Excerpt to read —
┏━━

Amazon Elastic Container Service Observer
The ecsobserver
uses the ECS/EC2 API to discover prometheus scrape targets from all running tasks and filter them
based on service names, task definitions and container labels.
NOTE: If you run collector as a sidecar, you should consider
use ECS resource detector instead. However, it does not have
service, EC2 instances etc. because it only queries local API.
Config
The configuration is based on
existing cloudwatch agent ECS discovery
. A full collector config looks like the following:
extensions:
ecs_observer:
refresh_interval: 60s
cluster_name: 'Cluster-1'
cluster_region: 'us-west-2'
result_file: '/etc/ecs_sd_targets.yaml'
services:
- name_pattern: '^retail-.*$'
docker_labels:
- port_label: 'ECS_PROMETHEUS_EXPORTER_PORT'
task_definitions:
- job_name: 'task_def_1'
metrics_path: '/metrics'
metrics_ports:
- 9113
- 9090
arn_pattern: '.*:task-definition/nginx:[0-9]+'
receivers:
prometheus:
config:
scrape_configs:
- job_name: "ecs-task"
file_sd_configs:
- files:
- '/etc/ecs_sd_targets.yaml'
relabel_configs:
- source_labels: [ __meta_ecs_cluster_name ]
action: replace
target_label: ClusterName
- source_labels: [ __meta_ecs_service_name ]
action: replace
target_label: ServiceName
- action: labelmap
regex: ^__meta_ecs_container_labels_(.+)$
replacement: '$$1'
processors:
batch:
exporters:
awsemf:
service:
pipelines:
metrics:
receivers: [ prometheus ]
processors: [ batch ]
exporters: [ awsemf ]
extensions: [ ecs_observer ]
Name | | Description |
---|
cluster_name | Mandatory | target ECS cluster name for service discovery |
cluster_region | Mandatory | target ECS cluster's AWS region name |
refresh_interval | Optional | how often to look for changes in endpoints (default: 10s) |
result_file | Mandatory | path of YAML file to write scrape target results. NOTE: the observer always returns empty in initial implementation |
services | Optional | list of service name patterns detail |
task_definitions | Optional | list of task definition arn patterns detail |
docker_labels | Optional | list of docker labels detail |
Output configuration
result_file
specifies where to write the discovered targets. It MUST match the files defined in file_sd_configs
for
prometheus receiver. See output format for the detailed format.

┗━━

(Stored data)

┏━━

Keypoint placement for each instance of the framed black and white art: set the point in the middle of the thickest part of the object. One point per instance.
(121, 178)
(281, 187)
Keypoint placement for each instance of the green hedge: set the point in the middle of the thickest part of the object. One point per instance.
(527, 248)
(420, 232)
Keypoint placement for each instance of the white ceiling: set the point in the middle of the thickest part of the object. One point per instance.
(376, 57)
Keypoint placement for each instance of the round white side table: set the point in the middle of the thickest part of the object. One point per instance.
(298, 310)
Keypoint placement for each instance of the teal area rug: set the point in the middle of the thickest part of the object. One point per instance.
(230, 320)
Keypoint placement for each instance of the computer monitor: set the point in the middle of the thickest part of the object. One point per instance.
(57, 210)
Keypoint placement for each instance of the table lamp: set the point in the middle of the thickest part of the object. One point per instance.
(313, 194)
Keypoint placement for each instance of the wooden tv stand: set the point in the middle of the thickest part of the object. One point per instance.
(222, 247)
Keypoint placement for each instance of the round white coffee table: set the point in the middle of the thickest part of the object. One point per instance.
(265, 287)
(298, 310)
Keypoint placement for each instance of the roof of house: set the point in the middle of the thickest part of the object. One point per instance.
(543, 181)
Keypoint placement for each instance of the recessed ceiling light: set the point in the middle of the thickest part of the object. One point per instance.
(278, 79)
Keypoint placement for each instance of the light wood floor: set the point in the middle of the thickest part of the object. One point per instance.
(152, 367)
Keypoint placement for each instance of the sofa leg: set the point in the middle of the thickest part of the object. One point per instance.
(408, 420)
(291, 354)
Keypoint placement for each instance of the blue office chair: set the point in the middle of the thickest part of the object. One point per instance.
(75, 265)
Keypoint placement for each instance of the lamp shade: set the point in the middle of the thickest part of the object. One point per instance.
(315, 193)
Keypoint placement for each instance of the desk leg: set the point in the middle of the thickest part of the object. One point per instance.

┗━━

Work instructions —
a: Answer these from the ECS observer page:
(i) Which API does the observer use to find scrape targets?
(ii) What is the default value of refresh_interval?
(iii) What must result_file match?
b: Resume the ECS observer page, starting right after its last sentence.
The records have nothing to do with this work.

Results in order —
a:
(i) The ECS/EC2 API.
(ii) 10s.
(iii) The files defined in file_sd_configs for the prometheus receiver.

b:
Filters configuration
There are three type of filters, and they share the following common optional properties.
job_name
metrics_path
metrics_ports
an array of port number
Example
ecs_observer:
job_name: 'ecs-sd-job'
services:
- name_pattern: ^retail-.*$
container_name_pattern: ^java-api-v[12]$
- name_pattern: game
metrics_path: /v3/343
job_name: guilty-spark
task_definitions:
- arn_pattern: '*memcached.*'
- arn_pattern: '^proxy-.*$'
metrics_ports:
- 9113
- 9090
metrics_path: /internal/metrics
docker_labels:
- port_label: ECS_PROMETHEUS_EXPORTER_PORT
- port_label: ECS_PROMETHEUS_EXPORTER_PORT_V2
metrics_path_label: ECS_PROMETHEUS_EXPORTER_METRICS_PATH
ECS Service Name based filter Configuration
Name | | Description |
---|
name_pattern | Mandatory | Regex pattern to match against ECS service name |
metrics_ports | Mandatory | container ports separated by semicolon. Only containers that expose these ports will be discovered |
container_name_pattern | Optional | ECS task container name regex pattern |
ECS Task Definition based filter Configuration
Name | | Description |
---|
arn_pattern | Mandatory | Regex pattern to match against ECS task definition ARN |
metrics_ports | Mandatory | container ports separated by semicolon. Only containers that expose these ports will be discovered |
container_name_pattern | Optional | ECS task container name regex pattern |
Docker Label based filter Configuration
Specify label keys to look up value
Name | | Description |
---|
port_label | Mandatory | container's docker label name that specifies the metrics port |
metrics_path_label | Optional | container's docker label name that specifies the metrics path. (Default: "") |
job_name_label | Optional | container's docker label name that specifies the scrape job name. (Default: "") |
Authentication
It uses the default credential chain, on ECS it is advised to
use ECS task role. You need to deploy the
collector as an ECS task/service with
the following permissions
.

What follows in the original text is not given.